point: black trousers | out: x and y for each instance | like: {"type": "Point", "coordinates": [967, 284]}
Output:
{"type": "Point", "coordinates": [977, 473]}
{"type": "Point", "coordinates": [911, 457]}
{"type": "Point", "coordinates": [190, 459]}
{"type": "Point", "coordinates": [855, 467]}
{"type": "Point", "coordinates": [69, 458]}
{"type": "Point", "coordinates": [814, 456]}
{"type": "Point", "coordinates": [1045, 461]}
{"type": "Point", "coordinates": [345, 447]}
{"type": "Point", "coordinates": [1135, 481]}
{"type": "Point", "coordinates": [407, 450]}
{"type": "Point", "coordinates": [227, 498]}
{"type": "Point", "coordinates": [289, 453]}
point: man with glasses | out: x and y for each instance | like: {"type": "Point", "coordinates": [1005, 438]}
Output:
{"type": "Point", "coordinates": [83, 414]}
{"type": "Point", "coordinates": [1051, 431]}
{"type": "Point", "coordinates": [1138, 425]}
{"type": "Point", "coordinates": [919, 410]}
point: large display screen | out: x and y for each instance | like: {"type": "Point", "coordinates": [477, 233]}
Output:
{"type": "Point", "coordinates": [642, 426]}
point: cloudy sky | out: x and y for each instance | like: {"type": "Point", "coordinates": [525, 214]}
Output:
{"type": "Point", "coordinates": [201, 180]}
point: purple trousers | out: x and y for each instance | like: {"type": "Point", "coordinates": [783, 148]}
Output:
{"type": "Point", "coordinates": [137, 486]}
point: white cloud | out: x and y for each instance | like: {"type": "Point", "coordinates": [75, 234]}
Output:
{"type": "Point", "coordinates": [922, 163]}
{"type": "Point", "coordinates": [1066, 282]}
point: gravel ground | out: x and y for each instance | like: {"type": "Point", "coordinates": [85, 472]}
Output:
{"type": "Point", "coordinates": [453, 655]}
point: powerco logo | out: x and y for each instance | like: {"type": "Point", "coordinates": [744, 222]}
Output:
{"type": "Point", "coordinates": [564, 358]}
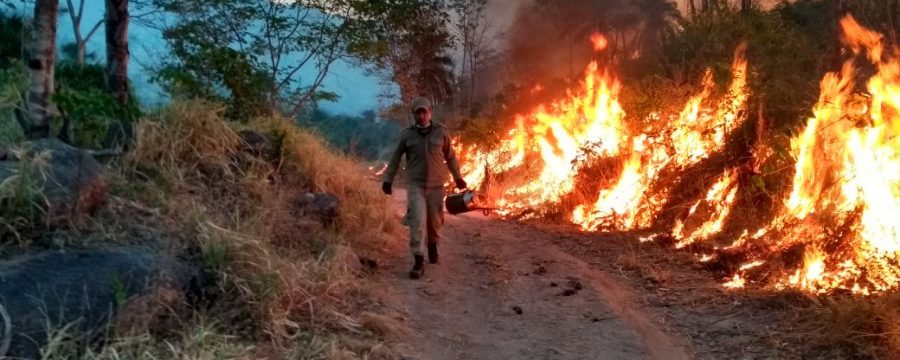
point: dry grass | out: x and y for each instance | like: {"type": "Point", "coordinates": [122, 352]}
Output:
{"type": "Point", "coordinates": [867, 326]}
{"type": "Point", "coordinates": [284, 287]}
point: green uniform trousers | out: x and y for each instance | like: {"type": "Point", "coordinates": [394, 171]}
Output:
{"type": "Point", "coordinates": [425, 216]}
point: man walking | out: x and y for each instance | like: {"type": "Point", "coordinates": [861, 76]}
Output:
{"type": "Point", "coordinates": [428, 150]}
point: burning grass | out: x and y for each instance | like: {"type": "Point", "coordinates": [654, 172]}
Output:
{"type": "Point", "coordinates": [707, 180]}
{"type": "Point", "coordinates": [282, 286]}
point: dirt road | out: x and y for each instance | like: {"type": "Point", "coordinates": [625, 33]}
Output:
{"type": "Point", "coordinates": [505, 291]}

------------------------------------

Starting at the line that contains "point: dirt road" and ending at the last of the rows above, write those lines out again, request included. Multiply each coordinate in the answers by 1.9 and round to a whole number, with halves rounded up, but leave the request and its sample coordinates unchanged.

» Output:
point: dirt road | out: x and y for each instance | like: {"type": "Point", "coordinates": [625, 33]}
Output:
{"type": "Point", "coordinates": [960, 553]}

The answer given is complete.